**Quoted passage**
Forget Medicalese: Helping HCPs learn to speak “patient”

Kathryn Ticknor kathryn@inspire.com

Abstract

A key challenge to improving patient-centricity is effective information sharing. In one recent study of cancer patients, 29% reported not receiving enough information about cancer treatments, 48% reported problems in getting health information and 25% said they were not involved in decisions as much as they desired.
Social networks, however, are helping bridge the gap. On Inspire, a network of nearly a million patients and caregivers, about 40% of respondents reported asking for or receiving health care-related advice.
In this session, solo, with a patient advocate, or as part of a panel discussion, I will examine how those with serious or extended illnesses become “bilingual.” I will also discuss how other healthcare stakeholders, particularly doctors, can better learn the language of their patients to improve outcomes.
Key recommendations based on this research:
Listen first: understand the words, metaphors, and narratives that convey what is most important to them.
Remember there is no universal patient. Try replacing the word ‘patient’ with a proper noun or name.
Don’t use the doctor’s office as a litmus test for patient engagement. People often become most engaged when talking to someone they know share their experience.
Talk the Talk
People with serious illnesses acquire the language of medicine with far more complex medical terminology than their doctors realize. As one Inspire community member stated,
“The problem with the doctors? Some are practicing insurance and some really do not understand this disease. We need to educate our doctors! I am learning to speak their language and I am getting a glimmer of hope that they really do understand the complexities of this monster.”
Patient-centered language embraces the storytelling and metaphors that come naturally to us as human-beings: a “glimmer of hope” and the “complexities of this monster.”
“Person” Before “Patient”
While medical discourse often focuses on the patient, the language of this community focuses on the person. As one ePatient noted:
“There are multiple studies that show the earlier and more "aggressive" treatment is begun, the better chances of remission and "outcomes" (morbid term, but yes, this is the term used in studies)”
“Aggressive” and “attacking” often equate with risk. “Outcomes” invokes a methodical approach, separated from the person’s goal of improving his or her health and life.
The Voice of Experience
Evidence from across multiple threads indicates a common desire for firsthand experience:
“My rheumy is good but he even admits he does not know much about scleroderma... we are learning together. I am always telling him that I read this, that, & the other on scleroderma foundation. I also told him I am reading a lot of things that people like me write.”
(NOTE: We would be happy to invite an e-Patient and/or clinician to co-present, or we could join a panel discussion around patient empowerment and insights.)

**Entries shown**
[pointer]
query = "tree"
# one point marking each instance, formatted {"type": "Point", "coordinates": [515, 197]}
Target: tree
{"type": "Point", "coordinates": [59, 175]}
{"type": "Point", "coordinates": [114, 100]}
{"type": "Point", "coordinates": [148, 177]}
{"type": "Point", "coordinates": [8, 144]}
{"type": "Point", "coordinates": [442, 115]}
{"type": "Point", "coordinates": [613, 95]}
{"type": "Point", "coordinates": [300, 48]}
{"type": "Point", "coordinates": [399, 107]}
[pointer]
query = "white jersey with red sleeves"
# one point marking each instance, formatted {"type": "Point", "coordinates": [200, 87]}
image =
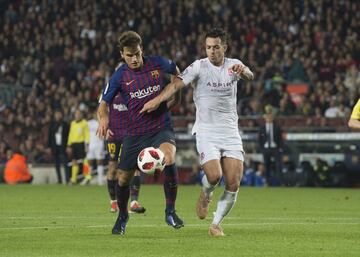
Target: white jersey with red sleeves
{"type": "Point", "coordinates": [214, 96]}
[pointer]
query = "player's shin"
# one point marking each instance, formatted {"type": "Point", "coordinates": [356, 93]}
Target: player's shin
{"type": "Point", "coordinates": [135, 188]}
{"type": "Point", "coordinates": [224, 205]}
{"type": "Point", "coordinates": [122, 195]}
{"type": "Point", "coordinates": [100, 171]}
{"type": "Point", "coordinates": [170, 186]}
{"type": "Point", "coordinates": [111, 184]}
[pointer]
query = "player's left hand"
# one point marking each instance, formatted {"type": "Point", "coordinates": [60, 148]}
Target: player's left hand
{"type": "Point", "coordinates": [238, 68]}
{"type": "Point", "coordinates": [150, 106]}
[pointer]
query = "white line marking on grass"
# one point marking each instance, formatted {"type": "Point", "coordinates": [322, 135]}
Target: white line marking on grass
{"type": "Point", "coordinates": [186, 225]}
{"type": "Point", "coordinates": [189, 217]}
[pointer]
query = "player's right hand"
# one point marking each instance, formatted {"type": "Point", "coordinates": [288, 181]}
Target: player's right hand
{"type": "Point", "coordinates": [109, 134]}
{"type": "Point", "coordinates": [150, 106]}
{"type": "Point", "coordinates": [103, 128]}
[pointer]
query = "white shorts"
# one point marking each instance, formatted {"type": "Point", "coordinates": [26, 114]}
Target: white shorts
{"type": "Point", "coordinates": [210, 148]}
{"type": "Point", "coordinates": [96, 152]}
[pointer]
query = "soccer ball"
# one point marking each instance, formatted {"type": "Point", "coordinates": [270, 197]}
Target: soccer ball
{"type": "Point", "coordinates": [151, 160]}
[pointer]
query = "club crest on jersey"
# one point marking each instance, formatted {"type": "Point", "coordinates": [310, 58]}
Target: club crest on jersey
{"type": "Point", "coordinates": [155, 74]}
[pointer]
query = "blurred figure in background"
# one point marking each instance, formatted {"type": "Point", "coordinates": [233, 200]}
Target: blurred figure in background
{"type": "Point", "coordinates": [16, 170]}
{"type": "Point", "coordinates": [78, 143]}
{"type": "Point", "coordinates": [271, 145]}
{"type": "Point", "coordinates": [57, 140]}
{"type": "Point", "coordinates": [354, 121]}
{"type": "Point", "coordinates": [96, 152]}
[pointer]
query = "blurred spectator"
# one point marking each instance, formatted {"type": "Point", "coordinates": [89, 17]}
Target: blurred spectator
{"type": "Point", "coordinates": [271, 145]}
{"type": "Point", "coordinates": [260, 176]}
{"type": "Point", "coordinates": [77, 145]}
{"type": "Point", "coordinates": [16, 170]}
{"type": "Point", "coordinates": [57, 140]}
{"type": "Point", "coordinates": [68, 49]}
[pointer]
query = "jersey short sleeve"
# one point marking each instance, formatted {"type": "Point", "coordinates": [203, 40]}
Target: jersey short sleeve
{"type": "Point", "coordinates": [111, 88]}
{"type": "Point", "coordinates": [168, 66]}
{"type": "Point", "coordinates": [191, 73]}
{"type": "Point", "coordinates": [356, 111]}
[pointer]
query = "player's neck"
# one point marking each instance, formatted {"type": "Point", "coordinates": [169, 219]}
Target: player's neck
{"type": "Point", "coordinates": [218, 64]}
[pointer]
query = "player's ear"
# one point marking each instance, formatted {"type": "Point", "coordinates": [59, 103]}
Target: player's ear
{"type": "Point", "coordinates": [225, 47]}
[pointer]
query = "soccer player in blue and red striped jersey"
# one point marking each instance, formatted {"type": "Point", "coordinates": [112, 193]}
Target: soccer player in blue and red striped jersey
{"type": "Point", "coordinates": [139, 80]}
{"type": "Point", "coordinates": [118, 116]}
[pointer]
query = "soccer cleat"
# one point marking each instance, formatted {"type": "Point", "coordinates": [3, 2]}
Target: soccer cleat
{"type": "Point", "coordinates": [120, 225]}
{"type": "Point", "coordinates": [86, 181]}
{"type": "Point", "coordinates": [114, 208]}
{"type": "Point", "coordinates": [216, 230]}
{"type": "Point", "coordinates": [135, 207]}
{"type": "Point", "coordinates": [202, 206]}
{"type": "Point", "coordinates": [173, 220]}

**Prompt 1**
Answer the following from the session abstract:
(a) In the cited study of cancer patients, what percentage reported not receiving enough information about cancer treatments?
(b) About how many patients and caregivers belong to the Inspire network?
(c) Which word does the recommendation "Remember there is no universal patient" suggest replacing with a proper noun or name?
**Prompt 2**
Quote the session abstract word for word, starting with "A key challenge" and going on through "to improve outcomes.".

**Answer space 1**
(a) 29%
(b) Nearly a million
(c) The word "patient"

**Answer space 2**
A key challenge to improving patient-centricity is effective information sharing. In one recent study of cancer patients, 29% reported not receiving enough information about cancer treatments, 48% reported problems in getting health information and 25% said they were not involved in decisions as much as they desired.
Social networks, however, are helping bridge the gap. On Inspire, a network of nearly a million patients and caregivers, about 40% of respondents reported asking for or receiving health care-related advice.
In this session, solo, with a patient advocate, or as part of a panel discussion, I will examine how those with serious or extended illnesses become “bilingual.” I will also discuss how other healthcare stakeholders, particularly doctors, can better learn the language of their patients to improve outcomes.